== SELECTED PASSAGE ==
Speech by Mrs Lim Hwee Hua, Minister in Prime Minister's Office, Second Minister for Finance and Transport at the National Volunteerism & Philanthrophy Awards21 Nov 2009
Mr Stanley Tan,
Chairman, National Volunteer & Philanthropy Centre;
Ladies and Gentlemen
1. I am delighted to be here in the excellent company of dedicated individuals who give unstintingly to the community and to celebrate the spirit of giving in Singapore.
2. Indeed we are here today to applaud and recognise individuals who have done exceptionally well in the practice of doing good and who are receiving the National Volunteerism and Philanthropy Awards. And this is all the more commendable, considering the overcast skies brought about by a financial meltdown.
Impact on society and those in need
3. Today, even as we are seeing brighter skies, some citizens continue to feel hard pressed and struggle to get by day to day. In particular, our lower skilled workers have to compete hard against workers in other developing nations.
Details of Government's response in the form of programs, funding etc
4. The Singapore government recognises the vulnerability of the low income families and has directed efforts at helping those severely affected by the crisis.
5. We have put in place schemes that will save as many jobs as possible. The Jobs Credit Scheme (JCS) lowers wage costs to employers and reduce the incidence of job losses. Enhancements have also been made to the Skills Programme for Upgrading and Resilience (SPUR) that has help companies train their employees during this downturn.
6. There is also the Workfare Income Supplement special payment that provides incentives for older low wage workers to stay in work, while at the same time helping them save for their long-term needs. We have also provided targeted help for vulnerable groups and provide direct assistance for households in need.
7. MCYS has provided $240 million to help the needy, sharply higher than the $167 million spent in 2007.
Government cannot do it all
8. Yet the Government cannot do it all. Most of the support required is more emotional than financial. The family remains the best and most reliable safety net. Quite often however, a comprehensive social safety net with the active participation of voluntary welfare organisations, self-help groups, grassroots leaders and the wider community of people and private organisations are needed to plug gaps.

== PROVIDED MATERIAL ==

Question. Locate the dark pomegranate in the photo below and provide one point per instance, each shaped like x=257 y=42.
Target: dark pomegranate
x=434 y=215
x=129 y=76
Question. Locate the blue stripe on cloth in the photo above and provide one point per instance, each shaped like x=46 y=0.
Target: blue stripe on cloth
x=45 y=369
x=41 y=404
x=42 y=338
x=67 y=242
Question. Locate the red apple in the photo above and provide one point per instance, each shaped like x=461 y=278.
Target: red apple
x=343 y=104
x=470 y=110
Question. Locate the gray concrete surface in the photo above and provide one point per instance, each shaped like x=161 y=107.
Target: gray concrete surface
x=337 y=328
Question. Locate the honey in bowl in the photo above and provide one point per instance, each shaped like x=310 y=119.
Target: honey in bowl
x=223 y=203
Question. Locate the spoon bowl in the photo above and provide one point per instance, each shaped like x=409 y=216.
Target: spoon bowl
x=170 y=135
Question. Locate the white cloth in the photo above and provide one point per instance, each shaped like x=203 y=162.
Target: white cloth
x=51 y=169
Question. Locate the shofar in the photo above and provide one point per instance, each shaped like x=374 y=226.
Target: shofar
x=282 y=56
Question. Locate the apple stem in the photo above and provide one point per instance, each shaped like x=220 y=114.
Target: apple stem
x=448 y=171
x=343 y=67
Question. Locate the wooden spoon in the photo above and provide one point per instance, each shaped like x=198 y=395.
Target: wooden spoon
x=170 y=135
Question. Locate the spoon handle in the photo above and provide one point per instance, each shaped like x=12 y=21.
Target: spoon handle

== EXERCISE SET ==
• 1. In the speech, how much money has MCYS provided to help the needy?
• 2. Return the passage of the speech word for word, beginning at the words "5. We have put" and stopping after "spent in 2007.".
Rely only on the speech, not the listing.

== OUTPUTS FOR THE TASKS ==
• 1. $240 million.

• 2.
5. We have put in place schemes that will save as many jobs as possible. The Jobs Credit Scheme (JCS) lowers wage costs to employers and reduce the incidence of job losses. Enhancements have also been made to the Skills Programme for Upgrading and Resilience (SPUR) that has help companies train their employees during this downturn.
6. There is also the Workfare Income Supplement special payment that provides incentives for older low wage workers to stay in work, while at the same time helping them save for their long-term needs. We have also provided targeted help for vulnerable groups and provide direct assistance for households in need.
7. MCYS has provided $240 million to help the needy, sharply higher than the $167 million spent in 2007.